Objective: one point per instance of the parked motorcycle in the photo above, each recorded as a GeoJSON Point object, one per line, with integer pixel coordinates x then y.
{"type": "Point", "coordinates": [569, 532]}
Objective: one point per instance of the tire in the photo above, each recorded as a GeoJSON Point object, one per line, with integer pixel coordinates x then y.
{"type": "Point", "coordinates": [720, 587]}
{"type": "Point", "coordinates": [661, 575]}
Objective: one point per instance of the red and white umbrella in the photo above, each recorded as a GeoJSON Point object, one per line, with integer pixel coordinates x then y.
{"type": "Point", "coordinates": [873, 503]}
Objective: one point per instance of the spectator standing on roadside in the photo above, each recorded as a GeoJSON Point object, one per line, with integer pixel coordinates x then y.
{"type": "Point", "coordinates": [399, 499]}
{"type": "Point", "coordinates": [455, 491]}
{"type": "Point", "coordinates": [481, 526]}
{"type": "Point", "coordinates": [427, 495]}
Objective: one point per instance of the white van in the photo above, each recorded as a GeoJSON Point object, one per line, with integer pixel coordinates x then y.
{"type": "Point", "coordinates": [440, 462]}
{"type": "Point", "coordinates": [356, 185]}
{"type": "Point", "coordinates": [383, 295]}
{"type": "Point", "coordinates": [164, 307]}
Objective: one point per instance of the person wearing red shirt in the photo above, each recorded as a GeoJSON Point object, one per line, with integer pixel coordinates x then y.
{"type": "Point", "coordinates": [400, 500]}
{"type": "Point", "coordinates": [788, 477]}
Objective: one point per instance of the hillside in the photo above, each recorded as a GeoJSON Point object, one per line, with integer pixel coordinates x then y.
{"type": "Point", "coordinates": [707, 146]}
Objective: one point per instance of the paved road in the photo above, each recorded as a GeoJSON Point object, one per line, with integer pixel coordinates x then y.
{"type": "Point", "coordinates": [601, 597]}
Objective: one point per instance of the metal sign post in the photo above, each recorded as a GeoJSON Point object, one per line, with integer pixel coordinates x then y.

**Objective**: Lay out every line of the data above as a JSON list of strings, one string per line, with blank lines left out.

**Written response**:
[
  "Objective: one point per instance of the parked motorcycle in the photo above, each recorded as a GeoJSON Point object, one per line, with integer pixel coordinates x then y.",
  "{\"type\": \"Point\", \"coordinates\": [569, 532]}",
  "Objective: one point per instance of the tire in the photo above, each recorded as a GeoJSON Point object, one per line, with integer pixel coordinates x then y.",
  "{\"type\": \"Point\", \"coordinates\": [720, 587]}",
  "{\"type\": \"Point\", \"coordinates\": [661, 575]}",
  "Objective: one point per instance of the red and white umbrella in the photo above, each recorded as a GeoJSON Point object, one per line, with integer pixel coordinates x then y.",
  "{\"type\": \"Point\", \"coordinates\": [873, 503]}",
  "Objective: one point per instance of the spectator standing on roadside in the photo above, each recorded as a GeoJSON Point object, one per line, with integer pixel coordinates x then y.",
  "{\"type\": \"Point\", \"coordinates\": [399, 499]}",
  "{\"type\": \"Point\", \"coordinates\": [455, 491]}",
  "{\"type\": \"Point\", \"coordinates\": [481, 526]}",
  "{\"type\": \"Point\", \"coordinates\": [427, 495]}",
  "Objective: one point per instance of the white van in the photo above, each recorded as a GeoJSON Point object, one per line, with integer pixel coordinates x then y.",
  "{\"type\": \"Point\", \"coordinates\": [440, 462]}",
  "{\"type\": \"Point\", \"coordinates\": [356, 185]}",
  "{\"type\": \"Point\", \"coordinates\": [383, 295]}",
  "{\"type\": \"Point\", \"coordinates\": [164, 307]}",
  "Objective: one point per instance of the person wearing red shirt in the photo above, each recorded as a GeoJSON Point object, one per line, with integer pixel coordinates x then y.",
  "{\"type\": \"Point\", \"coordinates\": [400, 500]}",
  "{\"type\": \"Point\", \"coordinates\": [788, 477]}",
  "Objective: one point per instance of the hillside in the photo above, each recorded as a GeoJSON Point object, one per line, with integer pixel coordinates x then y.",
  "{\"type\": \"Point\", \"coordinates\": [707, 146]}",
  "Objective: one point per instance of the paved road in the photo above, each recorded as a GeoJSON Point object, one per line, with integer pixel coordinates x then y.",
  "{\"type\": \"Point\", \"coordinates\": [601, 597]}",
  "Objective: one point per instance of the metal sign post in the photo above, each recorded as a GeoJSON Point object, one per line, with integer pixel coordinates x then y."
]